(Beginning of Source document)

British meat industry warns of impending production halt as firms run low on CO2 supply amid Covid and Brexit pressure

British meat industry warns of impending production halt as firms run low on CO2 supply amid Covid and Brexit pressure

The UK’s meat industry has warned that problems regarding the supply of CO2 could halt production in coming weeks with some firms reporting as little as five-days’ supply of the gas used to stun animals before slaughter.
Speaking to Sky News on Monday, Nick Allen of the British Meat Processors Association told Sky News that the UK was just weeks away from seeing British-produced meat start to disappear from supermarket shelves because of a shortage in carbon dioxide (CO2) used in the slaughter of animals.

“My members are saying anything between five, 10 and 15 days supply,” Allan stated, adding that “the animals have to stay on farm, they’ll cause farmers on the farm huge animal welfare problems and British pork and British poultry will disappear off the shelves.” He suggested that poultry supplies may disappear even faster than other meats.

(End of Source document)
(Beginning of Data shown)

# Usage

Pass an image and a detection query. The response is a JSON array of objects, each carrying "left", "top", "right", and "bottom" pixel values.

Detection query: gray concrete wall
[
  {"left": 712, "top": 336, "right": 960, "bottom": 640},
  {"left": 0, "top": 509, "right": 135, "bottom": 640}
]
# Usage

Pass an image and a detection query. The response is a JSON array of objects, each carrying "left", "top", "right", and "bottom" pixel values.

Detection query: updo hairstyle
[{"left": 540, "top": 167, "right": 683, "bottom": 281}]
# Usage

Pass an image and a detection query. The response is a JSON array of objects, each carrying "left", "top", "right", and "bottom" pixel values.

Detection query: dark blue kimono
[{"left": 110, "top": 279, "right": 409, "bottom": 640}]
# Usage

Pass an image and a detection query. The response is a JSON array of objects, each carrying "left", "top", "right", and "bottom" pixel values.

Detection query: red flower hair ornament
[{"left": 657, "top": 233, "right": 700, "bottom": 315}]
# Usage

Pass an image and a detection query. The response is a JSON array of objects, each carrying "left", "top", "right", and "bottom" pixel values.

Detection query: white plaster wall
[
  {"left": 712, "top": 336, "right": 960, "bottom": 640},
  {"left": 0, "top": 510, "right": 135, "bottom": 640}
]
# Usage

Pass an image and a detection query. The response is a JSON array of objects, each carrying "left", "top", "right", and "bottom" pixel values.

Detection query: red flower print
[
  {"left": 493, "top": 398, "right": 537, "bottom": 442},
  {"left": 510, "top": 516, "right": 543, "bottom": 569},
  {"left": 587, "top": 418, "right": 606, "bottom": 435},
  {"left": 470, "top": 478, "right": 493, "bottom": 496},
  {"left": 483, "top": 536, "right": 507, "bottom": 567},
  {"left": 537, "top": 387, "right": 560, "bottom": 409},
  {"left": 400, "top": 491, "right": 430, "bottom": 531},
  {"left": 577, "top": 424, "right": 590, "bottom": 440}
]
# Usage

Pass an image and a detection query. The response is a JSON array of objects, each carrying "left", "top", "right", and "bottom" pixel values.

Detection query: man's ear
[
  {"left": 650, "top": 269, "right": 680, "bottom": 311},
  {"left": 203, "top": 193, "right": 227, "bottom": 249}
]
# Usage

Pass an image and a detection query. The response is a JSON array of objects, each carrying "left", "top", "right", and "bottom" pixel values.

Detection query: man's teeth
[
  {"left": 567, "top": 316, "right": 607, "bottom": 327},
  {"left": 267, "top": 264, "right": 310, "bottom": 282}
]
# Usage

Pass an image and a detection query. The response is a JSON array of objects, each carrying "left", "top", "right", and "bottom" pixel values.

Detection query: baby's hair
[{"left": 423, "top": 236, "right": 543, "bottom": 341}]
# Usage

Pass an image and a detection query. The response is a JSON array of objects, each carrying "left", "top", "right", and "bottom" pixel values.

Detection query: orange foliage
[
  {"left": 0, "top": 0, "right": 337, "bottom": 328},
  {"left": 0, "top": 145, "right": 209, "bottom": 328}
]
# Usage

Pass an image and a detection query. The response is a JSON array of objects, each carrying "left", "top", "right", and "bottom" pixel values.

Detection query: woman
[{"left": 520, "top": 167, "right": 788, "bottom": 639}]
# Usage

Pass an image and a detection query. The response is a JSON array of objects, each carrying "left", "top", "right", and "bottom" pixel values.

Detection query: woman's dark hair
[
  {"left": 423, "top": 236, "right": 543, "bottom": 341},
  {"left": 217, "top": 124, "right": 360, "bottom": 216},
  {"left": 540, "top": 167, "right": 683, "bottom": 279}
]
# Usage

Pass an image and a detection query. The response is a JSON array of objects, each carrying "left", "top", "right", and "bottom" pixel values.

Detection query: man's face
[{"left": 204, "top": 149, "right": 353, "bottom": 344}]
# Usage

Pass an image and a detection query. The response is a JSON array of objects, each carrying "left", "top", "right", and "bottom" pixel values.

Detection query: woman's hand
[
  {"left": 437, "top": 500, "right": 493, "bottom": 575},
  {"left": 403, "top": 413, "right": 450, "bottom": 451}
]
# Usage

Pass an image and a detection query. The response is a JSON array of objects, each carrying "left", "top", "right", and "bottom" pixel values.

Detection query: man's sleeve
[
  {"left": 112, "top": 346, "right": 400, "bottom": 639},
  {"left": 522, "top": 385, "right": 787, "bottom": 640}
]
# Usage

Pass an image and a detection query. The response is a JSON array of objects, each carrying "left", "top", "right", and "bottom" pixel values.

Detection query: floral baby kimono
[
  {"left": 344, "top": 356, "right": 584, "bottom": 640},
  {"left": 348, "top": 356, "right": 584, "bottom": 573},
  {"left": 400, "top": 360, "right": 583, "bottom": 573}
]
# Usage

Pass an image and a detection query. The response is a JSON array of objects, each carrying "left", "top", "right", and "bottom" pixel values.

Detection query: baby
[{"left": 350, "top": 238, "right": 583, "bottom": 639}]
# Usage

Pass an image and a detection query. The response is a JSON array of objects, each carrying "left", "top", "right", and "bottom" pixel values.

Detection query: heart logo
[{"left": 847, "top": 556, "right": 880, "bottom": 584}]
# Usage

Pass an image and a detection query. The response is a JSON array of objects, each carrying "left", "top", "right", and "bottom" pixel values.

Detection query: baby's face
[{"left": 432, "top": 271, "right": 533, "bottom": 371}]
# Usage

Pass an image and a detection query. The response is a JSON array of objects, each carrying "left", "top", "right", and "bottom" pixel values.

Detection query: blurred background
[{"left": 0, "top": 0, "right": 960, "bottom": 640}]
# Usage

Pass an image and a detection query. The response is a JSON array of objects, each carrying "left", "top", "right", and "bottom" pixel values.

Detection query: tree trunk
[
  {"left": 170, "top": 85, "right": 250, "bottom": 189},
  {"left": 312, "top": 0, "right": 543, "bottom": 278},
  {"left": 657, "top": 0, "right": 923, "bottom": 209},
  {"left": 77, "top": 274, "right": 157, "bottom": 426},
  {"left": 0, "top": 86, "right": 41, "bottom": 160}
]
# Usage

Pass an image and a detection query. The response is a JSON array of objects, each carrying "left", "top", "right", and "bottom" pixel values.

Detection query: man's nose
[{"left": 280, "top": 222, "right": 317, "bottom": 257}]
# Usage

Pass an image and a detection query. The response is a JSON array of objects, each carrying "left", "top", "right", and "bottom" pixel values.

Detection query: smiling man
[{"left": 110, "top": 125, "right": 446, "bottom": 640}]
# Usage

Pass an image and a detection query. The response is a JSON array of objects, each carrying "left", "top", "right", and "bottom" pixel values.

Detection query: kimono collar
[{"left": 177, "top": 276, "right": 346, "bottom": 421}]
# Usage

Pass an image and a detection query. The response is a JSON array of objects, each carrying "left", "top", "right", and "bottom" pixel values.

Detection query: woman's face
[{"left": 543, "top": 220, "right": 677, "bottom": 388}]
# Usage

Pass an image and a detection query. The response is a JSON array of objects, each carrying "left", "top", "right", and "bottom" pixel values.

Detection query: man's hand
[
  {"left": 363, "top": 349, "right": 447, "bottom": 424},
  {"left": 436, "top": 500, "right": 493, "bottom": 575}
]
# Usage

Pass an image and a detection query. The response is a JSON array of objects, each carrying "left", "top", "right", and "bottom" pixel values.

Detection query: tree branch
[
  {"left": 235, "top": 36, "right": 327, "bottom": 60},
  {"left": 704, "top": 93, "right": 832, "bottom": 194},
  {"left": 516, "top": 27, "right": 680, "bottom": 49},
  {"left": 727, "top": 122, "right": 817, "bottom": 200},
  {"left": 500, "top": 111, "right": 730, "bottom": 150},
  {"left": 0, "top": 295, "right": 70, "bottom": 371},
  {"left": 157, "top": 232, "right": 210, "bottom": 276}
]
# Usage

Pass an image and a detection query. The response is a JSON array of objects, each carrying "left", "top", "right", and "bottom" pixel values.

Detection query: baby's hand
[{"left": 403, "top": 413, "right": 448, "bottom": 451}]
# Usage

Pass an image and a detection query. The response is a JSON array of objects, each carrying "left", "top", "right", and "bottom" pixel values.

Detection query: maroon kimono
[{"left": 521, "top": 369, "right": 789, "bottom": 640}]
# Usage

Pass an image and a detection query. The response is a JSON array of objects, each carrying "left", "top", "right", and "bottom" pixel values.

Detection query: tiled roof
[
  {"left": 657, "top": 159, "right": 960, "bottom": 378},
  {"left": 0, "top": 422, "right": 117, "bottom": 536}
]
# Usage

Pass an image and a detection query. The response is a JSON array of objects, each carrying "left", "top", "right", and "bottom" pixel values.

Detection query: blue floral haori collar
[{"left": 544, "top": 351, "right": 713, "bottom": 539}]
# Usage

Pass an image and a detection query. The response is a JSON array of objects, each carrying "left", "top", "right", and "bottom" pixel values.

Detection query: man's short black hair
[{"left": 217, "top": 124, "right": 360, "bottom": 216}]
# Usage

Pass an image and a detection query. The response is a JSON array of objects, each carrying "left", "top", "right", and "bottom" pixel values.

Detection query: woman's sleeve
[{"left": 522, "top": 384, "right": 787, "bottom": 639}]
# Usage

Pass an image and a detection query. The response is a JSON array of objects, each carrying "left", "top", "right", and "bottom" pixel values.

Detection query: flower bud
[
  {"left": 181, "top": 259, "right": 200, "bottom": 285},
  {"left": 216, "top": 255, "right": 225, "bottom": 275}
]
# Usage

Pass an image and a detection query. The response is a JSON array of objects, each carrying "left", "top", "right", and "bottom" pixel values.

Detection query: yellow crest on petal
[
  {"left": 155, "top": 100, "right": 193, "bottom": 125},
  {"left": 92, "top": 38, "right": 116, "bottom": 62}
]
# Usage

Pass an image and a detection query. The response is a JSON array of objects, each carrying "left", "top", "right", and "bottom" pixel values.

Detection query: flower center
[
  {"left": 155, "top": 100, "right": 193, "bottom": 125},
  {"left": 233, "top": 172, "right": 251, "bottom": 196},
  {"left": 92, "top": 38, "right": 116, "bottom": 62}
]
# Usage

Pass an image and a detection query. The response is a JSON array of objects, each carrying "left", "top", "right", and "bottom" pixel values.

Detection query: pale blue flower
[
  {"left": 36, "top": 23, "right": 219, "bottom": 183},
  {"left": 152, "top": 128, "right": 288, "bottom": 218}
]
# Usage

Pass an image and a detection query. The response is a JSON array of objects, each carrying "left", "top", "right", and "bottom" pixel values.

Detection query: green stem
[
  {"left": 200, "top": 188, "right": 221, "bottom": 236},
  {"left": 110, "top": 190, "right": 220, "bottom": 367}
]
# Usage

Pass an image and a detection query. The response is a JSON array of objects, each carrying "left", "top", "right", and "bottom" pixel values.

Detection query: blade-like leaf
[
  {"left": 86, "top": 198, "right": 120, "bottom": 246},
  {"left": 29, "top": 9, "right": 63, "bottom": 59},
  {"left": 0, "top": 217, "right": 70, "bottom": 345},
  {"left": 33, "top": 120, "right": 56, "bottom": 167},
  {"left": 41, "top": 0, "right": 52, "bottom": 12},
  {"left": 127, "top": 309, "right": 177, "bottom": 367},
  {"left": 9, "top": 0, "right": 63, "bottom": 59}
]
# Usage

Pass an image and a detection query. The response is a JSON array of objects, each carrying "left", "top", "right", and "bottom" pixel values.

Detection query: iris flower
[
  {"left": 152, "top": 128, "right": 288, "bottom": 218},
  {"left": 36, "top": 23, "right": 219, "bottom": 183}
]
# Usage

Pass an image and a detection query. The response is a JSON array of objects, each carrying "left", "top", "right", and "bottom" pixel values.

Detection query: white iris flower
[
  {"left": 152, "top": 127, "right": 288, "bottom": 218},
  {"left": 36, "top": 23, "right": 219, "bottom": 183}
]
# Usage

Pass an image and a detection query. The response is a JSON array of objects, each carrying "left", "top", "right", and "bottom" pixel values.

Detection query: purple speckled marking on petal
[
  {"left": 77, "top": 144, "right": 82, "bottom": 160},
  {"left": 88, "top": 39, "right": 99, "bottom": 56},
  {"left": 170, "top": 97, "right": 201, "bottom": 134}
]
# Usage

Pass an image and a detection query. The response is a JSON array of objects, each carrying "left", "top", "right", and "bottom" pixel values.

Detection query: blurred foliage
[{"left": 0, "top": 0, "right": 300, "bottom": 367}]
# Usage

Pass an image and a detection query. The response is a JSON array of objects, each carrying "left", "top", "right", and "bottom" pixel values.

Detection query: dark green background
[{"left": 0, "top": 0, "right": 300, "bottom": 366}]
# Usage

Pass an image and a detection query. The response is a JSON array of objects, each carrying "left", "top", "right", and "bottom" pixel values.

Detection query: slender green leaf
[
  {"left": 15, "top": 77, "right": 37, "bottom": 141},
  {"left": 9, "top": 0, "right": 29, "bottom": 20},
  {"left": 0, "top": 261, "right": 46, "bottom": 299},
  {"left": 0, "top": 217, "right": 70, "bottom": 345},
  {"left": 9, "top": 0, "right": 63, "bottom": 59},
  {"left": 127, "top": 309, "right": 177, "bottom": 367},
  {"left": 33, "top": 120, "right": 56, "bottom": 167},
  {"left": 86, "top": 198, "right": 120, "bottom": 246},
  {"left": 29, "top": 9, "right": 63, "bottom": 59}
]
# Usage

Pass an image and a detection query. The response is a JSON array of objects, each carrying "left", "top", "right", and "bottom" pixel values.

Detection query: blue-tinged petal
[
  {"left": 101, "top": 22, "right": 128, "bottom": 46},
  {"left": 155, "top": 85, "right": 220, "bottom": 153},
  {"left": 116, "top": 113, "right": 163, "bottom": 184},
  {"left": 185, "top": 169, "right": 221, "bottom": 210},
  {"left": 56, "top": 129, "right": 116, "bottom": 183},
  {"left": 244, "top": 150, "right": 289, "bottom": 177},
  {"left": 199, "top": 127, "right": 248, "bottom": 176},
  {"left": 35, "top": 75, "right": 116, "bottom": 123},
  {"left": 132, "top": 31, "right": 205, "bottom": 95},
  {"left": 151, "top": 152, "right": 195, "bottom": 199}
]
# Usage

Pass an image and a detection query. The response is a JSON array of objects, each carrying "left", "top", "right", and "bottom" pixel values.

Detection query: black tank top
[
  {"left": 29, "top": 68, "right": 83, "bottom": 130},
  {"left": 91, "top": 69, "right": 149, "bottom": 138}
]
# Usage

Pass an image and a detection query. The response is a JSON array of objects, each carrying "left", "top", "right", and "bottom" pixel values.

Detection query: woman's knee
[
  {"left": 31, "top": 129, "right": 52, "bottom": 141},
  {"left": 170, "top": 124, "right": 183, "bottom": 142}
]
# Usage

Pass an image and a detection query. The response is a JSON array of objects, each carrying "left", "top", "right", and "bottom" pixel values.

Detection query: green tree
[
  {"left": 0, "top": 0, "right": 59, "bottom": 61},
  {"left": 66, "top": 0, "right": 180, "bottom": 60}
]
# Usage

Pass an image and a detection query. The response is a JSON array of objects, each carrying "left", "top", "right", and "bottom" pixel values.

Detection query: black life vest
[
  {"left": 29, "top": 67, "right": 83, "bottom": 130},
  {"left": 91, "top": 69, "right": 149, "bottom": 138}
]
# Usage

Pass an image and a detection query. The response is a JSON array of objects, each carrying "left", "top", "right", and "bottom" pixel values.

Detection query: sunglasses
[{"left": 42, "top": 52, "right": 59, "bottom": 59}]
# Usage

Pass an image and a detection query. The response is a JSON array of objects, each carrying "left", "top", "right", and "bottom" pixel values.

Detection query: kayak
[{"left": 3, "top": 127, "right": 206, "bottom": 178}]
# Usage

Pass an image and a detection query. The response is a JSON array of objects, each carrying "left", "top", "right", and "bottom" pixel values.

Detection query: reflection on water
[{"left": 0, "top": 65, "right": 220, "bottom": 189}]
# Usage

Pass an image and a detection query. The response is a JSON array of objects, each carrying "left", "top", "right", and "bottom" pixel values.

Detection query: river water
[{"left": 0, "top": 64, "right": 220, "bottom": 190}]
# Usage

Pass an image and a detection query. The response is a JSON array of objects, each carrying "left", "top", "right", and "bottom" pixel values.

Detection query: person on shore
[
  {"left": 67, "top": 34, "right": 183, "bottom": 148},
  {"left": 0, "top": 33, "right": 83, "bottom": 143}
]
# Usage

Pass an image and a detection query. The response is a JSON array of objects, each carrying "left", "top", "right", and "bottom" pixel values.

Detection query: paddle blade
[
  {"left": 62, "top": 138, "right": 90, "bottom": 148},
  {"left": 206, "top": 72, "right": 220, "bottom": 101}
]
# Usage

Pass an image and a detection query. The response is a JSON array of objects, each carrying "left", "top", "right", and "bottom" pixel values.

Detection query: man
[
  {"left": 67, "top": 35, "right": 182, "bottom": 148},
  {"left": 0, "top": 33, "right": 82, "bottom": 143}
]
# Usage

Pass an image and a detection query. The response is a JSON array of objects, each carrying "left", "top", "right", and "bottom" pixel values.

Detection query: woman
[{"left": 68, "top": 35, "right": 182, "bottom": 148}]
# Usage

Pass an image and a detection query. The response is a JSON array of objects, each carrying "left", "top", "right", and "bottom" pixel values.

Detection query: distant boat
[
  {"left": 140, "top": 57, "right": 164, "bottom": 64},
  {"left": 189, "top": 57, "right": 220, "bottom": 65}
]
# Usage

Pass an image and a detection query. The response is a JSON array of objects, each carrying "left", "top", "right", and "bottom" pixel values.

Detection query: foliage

(End of Data shown)

**Tasks for this exercise:**
1. Answer these questions using the article on the CO2 shortage:
(a) What is the CO2 used for before slaughter?
(b) Which organization does the spokesperson quoted in the article represent?
(c) Which meat supply may disappear faster than the others?
2. Summarize the article on the CO2 shortage in two sentences.
3. From the article on the CO2 shortage, return the part that opens with the words containing "The UK’s meat" and closes with "slaughter of animals.", copied exactly.

**Answers to the exercises:**
1.
(a) It is used to stun animals before slaughter.
(b) The British Meat Processors Association.
(c) Poultry.

2. The UK's meat industry has warned that a shortage of the CO2 used to stun animals before slaughter could halt production within weeks, with some firms reporting as little as five days' supply. A spokesperson for the British Meat Processors Association said animals would have to stay on farms, causing animal welfare problems, and that British pork and poultry would disappear from supermarket shelves, possibly poultry first.

3.
The UK’s meat industry has warned that problems regarding the supply of CO2 could halt production in coming weeks with some firms reporting as little as five-days’ supply of the gas used to stun animals before slaughter.
Speaking to Sky News on Monday, Nick Allen of the British Meat Processors Association told Sky News that the UK was just weeks away from seeing British-produced meat start to disappear from supermarket shelves because of a shortage in carbon dioxide (CO2) used in the slaughter of animals.